Record excerpts
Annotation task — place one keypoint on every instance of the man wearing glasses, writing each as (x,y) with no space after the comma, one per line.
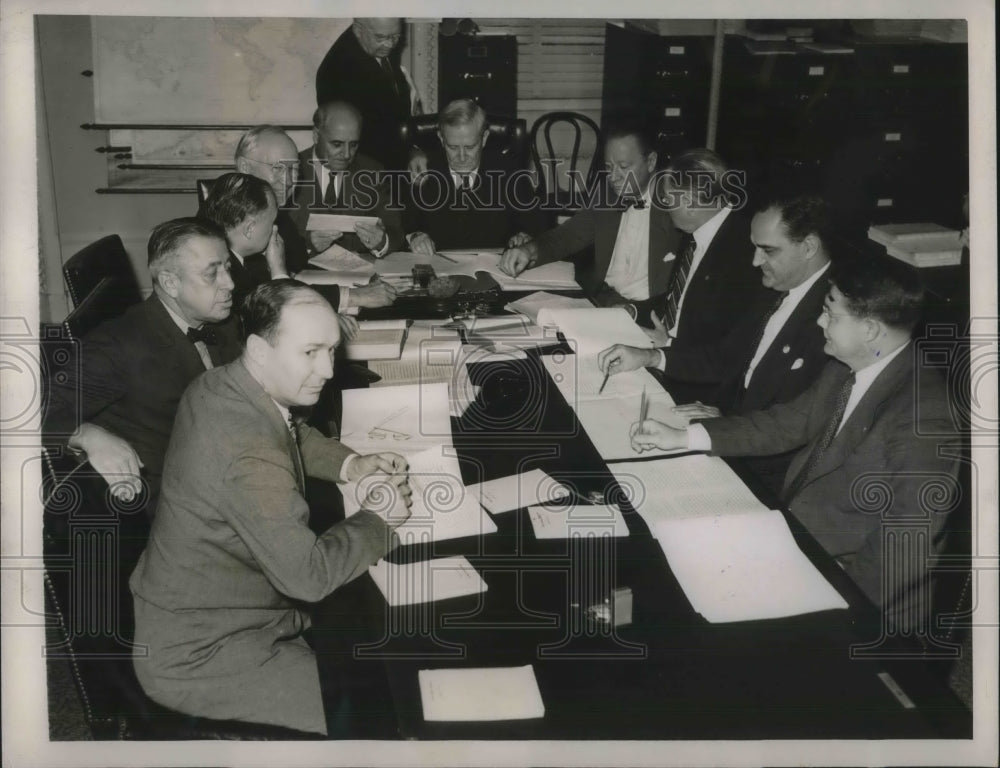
(362,68)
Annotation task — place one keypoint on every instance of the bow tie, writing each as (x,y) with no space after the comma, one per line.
(204,334)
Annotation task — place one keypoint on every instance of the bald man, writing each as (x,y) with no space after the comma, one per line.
(363,68)
(335,178)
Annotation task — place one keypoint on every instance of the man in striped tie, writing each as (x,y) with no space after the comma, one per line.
(876,470)
(219,591)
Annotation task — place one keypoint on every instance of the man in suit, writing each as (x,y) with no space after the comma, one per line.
(134,368)
(633,240)
(714,281)
(869,438)
(230,557)
(774,357)
(471,196)
(268,153)
(363,68)
(246,209)
(335,178)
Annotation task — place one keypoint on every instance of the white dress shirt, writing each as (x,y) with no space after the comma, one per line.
(699,439)
(200,346)
(781,315)
(628,272)
(703,237)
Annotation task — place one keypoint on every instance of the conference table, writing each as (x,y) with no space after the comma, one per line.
(667,675)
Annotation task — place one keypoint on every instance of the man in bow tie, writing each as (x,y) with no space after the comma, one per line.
(631,239)
(120,407)
(471,196)
(221,587)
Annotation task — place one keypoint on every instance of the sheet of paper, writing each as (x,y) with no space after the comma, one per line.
(494,693)
(578,378)
(427,581)
(607,420)
(530,305)
(408,419)
(595,329)
(579,520)
(515,491)
(335,222)
(443,508)
(685,486)
(339,259)
(328,277)
(743,567)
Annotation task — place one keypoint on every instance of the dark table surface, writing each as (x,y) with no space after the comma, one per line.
(668,675)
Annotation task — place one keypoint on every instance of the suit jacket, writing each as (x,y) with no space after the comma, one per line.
(882,469)
(365,192)
(231,553)
(133,371)
(598,227)
(502,204)
(349,74)
(723,288)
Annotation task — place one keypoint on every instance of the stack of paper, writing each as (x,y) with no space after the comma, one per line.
(530,305)
(735,559)
(426,581)
(377,340)
(497,693)
(443,508)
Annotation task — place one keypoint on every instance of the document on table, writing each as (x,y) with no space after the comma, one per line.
(339,259)
(335,222)
(743,566)
(515,491)
(596,328)
(685,486)
(577,521)
(530,305)
(493,693)
(607,420)
(407,419)
(578,378)
(443,508)
(426,581)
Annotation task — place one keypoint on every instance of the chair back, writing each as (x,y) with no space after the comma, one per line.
(510,135)
(545,155)
(105,258)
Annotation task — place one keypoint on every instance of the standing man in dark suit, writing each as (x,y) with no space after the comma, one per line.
(269,154)
(778,354)
(634,241)
(471,196)
(219,590)
(245,208)
(362,68)
(869,433)
(134,368)
(335,178)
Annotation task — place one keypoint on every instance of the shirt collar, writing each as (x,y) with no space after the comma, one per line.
(795,294)
(178,320)
(704,234)
(864,377)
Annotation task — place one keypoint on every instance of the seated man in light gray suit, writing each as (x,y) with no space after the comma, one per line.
(230,552)
(876,470)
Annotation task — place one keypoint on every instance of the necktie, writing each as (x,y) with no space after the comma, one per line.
(825,439)
(332,198)
(205,334)
(677,284)
(758,337)
(387,69)
(293,429)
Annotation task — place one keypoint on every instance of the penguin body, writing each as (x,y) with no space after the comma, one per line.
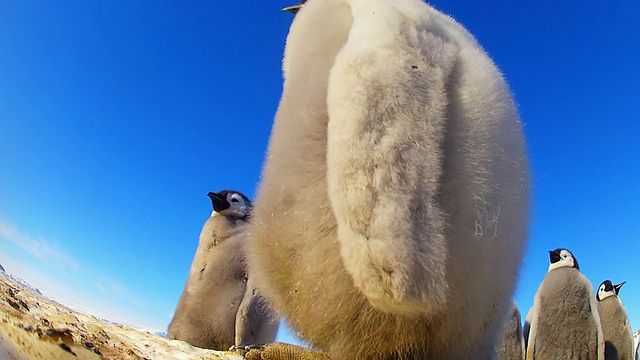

Required task
Tally how many lines of the items above contain the string "shirt", treating case as significant, and give only that number.

Correct answer
2